- What to do
1. Say whether each statement below agrees with the discussion of commodity pricing. Answer yes or no for each and quote the words of the discussion that decide it.
(a) Prices rose even though production increased.
(b) Businesses are required to meet demand.
(c) Sellers alone set the price of this stuff.
2. Continue the discussion of commodity pricing from its last sentence.

- Exercise passage
◆ ◆ ◆ ◆ ◆ ◆ ◆

Comment by AnthonyMouse
2 hours ago
> Why not ask the same ridiculous amount of money your competitors do? People seem to be paying for it. Their fault.
That's not how commodity markets work. This stuff is essentially sold at auction with the price set by supply and demand. The way they would fix the price is by constraining supply so that people have to outbid each other on a smaller amount of inventory.
But that's not that hard to measure -- are they producing less than they were before prices went up? The answer is actually that they're producing more. The reason prices went up anyway is the huge increase in demand.
You would then have to make the case that it's not just that they're reducing supply but that they're not increasing it fast enough. That's theoretically possible but it's also very plausible that building new fabs just takes time, so if someone's theory is that they're colluding then they need to present some evidence.
> but that they're not increasing it fast enough
That also isn't illegal. A business can choose to artificially restrict supply if they want, there's no mandate that they must meet demand.

◆ ◆ ◆ ◆ ◆ ◆ ◆

- Data extract
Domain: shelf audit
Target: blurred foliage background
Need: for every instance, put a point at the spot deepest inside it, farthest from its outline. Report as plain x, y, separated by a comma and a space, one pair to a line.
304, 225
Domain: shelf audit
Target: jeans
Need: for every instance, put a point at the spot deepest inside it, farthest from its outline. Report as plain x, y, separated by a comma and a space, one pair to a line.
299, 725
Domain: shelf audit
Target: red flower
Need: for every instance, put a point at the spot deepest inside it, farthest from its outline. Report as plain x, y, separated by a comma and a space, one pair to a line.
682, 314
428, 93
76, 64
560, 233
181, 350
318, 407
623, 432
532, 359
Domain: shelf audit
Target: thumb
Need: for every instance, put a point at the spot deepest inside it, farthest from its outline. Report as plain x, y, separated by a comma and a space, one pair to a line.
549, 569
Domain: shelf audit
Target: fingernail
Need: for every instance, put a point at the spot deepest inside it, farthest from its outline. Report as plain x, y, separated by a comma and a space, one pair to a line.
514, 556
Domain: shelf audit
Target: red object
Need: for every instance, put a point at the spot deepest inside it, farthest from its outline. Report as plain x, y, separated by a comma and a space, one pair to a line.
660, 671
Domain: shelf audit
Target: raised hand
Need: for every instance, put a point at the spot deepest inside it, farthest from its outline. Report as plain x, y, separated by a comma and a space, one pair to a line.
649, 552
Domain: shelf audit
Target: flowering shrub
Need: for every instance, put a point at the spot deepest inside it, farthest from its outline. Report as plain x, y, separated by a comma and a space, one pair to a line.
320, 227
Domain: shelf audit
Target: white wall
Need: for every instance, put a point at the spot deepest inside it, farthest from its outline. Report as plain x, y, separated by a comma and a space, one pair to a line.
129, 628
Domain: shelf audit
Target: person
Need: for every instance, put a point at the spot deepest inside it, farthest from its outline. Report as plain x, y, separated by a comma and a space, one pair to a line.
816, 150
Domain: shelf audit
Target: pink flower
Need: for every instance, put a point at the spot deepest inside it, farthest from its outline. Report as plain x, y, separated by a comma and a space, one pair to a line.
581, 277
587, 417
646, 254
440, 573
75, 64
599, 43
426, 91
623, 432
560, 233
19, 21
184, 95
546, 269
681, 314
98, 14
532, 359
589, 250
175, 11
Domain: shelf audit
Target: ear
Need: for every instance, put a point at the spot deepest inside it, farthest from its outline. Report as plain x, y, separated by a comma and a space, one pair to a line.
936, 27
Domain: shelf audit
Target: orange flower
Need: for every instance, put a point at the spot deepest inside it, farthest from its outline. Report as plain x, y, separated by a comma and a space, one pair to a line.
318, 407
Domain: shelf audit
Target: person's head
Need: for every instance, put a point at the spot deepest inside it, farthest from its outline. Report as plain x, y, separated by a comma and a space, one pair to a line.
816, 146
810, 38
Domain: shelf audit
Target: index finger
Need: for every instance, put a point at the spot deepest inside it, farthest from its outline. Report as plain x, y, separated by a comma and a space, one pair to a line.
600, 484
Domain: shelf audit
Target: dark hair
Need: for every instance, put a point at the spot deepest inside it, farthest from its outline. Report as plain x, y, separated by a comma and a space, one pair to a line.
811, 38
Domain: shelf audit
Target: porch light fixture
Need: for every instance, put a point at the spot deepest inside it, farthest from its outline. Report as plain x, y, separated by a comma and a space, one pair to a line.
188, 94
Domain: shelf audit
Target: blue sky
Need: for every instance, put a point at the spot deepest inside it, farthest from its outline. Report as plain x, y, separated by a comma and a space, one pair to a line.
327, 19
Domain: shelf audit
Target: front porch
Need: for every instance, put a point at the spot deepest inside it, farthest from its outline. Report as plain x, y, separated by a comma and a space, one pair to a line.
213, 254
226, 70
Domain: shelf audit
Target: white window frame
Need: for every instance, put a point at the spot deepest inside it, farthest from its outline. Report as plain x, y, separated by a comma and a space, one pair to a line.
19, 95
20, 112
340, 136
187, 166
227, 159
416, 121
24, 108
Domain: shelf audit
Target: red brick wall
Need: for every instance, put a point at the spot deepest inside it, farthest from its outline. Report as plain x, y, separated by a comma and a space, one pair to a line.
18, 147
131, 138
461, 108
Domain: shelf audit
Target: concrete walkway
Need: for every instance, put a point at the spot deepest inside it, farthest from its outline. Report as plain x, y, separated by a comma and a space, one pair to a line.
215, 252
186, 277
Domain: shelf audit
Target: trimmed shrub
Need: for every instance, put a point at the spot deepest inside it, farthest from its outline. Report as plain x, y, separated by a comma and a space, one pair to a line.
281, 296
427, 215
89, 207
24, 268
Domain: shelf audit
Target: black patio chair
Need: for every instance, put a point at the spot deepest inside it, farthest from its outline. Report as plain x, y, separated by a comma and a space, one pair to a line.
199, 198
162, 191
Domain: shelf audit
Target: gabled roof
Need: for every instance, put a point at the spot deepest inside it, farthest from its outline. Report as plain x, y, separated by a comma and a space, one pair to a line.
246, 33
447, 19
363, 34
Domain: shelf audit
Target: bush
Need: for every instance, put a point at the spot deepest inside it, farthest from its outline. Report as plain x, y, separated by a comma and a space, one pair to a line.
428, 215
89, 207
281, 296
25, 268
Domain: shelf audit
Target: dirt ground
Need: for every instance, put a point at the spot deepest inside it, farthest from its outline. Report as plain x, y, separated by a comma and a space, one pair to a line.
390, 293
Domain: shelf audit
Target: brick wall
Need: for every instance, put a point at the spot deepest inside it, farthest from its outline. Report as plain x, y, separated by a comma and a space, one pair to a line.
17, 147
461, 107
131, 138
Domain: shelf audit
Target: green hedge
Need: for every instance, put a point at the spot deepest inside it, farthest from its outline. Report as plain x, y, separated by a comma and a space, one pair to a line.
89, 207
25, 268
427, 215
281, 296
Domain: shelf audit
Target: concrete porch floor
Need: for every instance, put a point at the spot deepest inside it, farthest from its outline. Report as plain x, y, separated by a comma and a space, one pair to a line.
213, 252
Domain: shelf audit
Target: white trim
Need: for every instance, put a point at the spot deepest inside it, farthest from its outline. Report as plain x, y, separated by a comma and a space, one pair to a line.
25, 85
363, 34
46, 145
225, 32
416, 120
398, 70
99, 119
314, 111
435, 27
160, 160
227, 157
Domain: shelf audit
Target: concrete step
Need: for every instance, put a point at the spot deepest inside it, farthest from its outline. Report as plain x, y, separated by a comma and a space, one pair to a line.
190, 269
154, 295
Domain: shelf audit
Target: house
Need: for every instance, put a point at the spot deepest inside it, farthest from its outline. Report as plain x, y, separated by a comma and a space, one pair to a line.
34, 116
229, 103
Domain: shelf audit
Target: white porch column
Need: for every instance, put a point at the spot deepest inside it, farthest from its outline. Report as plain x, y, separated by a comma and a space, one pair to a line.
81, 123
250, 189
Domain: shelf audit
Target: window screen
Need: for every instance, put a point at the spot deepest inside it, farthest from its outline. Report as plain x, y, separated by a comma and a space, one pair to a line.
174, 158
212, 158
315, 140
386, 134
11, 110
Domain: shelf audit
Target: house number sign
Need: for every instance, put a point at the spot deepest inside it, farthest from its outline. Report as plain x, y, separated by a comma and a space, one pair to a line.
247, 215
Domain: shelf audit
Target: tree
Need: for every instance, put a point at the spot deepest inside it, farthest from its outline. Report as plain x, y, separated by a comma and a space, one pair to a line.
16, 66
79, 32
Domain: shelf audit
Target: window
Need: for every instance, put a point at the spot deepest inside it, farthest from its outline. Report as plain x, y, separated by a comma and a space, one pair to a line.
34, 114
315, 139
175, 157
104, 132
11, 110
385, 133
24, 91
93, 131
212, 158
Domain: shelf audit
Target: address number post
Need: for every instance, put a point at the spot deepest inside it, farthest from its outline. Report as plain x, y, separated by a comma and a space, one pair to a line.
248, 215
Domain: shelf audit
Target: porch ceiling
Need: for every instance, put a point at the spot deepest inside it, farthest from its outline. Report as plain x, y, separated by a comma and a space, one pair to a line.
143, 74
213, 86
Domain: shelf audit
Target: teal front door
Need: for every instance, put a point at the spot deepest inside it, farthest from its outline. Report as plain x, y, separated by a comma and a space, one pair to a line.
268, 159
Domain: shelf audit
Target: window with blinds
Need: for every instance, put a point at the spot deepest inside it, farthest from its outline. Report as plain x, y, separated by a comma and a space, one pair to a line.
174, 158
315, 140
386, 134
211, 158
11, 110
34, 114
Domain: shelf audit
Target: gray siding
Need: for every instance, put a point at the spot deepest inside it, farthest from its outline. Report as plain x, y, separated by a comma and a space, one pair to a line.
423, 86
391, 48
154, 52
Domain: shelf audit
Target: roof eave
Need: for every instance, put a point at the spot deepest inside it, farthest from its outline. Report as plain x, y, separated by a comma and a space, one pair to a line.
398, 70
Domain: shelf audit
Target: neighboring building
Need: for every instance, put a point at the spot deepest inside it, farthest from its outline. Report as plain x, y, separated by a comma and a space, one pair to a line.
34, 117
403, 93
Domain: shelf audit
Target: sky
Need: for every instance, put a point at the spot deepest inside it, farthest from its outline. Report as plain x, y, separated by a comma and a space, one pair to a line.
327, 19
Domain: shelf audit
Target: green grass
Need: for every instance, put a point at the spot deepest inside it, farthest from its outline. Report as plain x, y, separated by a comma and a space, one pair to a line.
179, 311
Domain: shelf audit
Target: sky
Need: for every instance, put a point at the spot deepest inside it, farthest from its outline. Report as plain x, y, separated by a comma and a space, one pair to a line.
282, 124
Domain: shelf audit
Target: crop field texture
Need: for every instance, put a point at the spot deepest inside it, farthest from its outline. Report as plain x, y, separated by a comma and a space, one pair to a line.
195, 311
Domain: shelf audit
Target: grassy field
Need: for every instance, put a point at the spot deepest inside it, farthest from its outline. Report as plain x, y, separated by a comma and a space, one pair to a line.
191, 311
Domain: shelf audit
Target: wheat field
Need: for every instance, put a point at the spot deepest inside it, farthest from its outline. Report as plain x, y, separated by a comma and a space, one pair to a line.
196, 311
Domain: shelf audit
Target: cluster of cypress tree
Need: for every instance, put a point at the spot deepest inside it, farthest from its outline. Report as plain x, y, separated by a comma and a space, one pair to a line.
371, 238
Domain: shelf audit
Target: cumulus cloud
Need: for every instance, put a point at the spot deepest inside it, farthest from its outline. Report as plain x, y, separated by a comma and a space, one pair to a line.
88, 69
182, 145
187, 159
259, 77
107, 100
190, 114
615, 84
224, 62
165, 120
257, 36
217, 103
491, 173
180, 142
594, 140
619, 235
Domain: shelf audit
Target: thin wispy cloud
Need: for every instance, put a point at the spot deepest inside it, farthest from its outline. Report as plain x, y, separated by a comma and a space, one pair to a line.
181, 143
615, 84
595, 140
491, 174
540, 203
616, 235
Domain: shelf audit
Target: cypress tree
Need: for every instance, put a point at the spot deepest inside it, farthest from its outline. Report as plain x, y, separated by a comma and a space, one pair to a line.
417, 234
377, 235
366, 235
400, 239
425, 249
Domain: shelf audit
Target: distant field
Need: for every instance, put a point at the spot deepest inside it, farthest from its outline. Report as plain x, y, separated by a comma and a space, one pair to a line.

◆ ◆ ◆ ◆ ◆ ◆ ◆

- Answers given
1.
(a) Yes: "The answer is actually that they're producing more. The reason prices went up anyway is the huge increase in demand."
(b) No: "there's no mandate that they must meet demand."
(c) No: "This stuff is essentially sold at auction with the price set by supply and demand."

2.
It only crosses into illegal territory if multiple companies get together and secretly agree to cap production to keep prices high. Then it becomes collusion. It also becomes illegal if there's a monopoly power that is intentionally constricting supply to specifically stop a smaller competitor or lock them out of the market.
The hard part is how do you prove Samsung, SK Hynix, Micron are acting as a unified cartel when there obviously isn't going to be a paper trail for secret meetings.
> A business can choose to artificially restrict supply if they want, there's no mandate that they must meet demand.
There is, however, no incentive to do this when prices are high unless you expect competitors to do likewise, since otherwise you're just handing the business to the others when they increase production. Which strongly implies that if that's what everybody is doing, they're colluding.
> The hard part is how do you prove Samsung, SK Hynix, Micron are acting as a unified cartel when there obviously isn't going to be a paper trail for secret meetings.
Which is the problem when that's what's happening, and why we should maybe change the law to infer the collusion from the outcome in cases where prices are high yet nobody is responding by increasing their market share.
> There is, however, no incentive to do this when prices are high unless you expect competitors to do likewise
This imagines a world where water production can be dialed up and down instantly, at no cost, with no risk.
It doesn’t work that way though. Hiring people, scaling up factories, converting to 24/7 all have costs and risks.
Just google (or Claude, or whatever) memory companies that went backrupt overbuilding to meet a spike in demand. There are many. You probably don’t even know their names. Because Micron/etc stood pat and survived.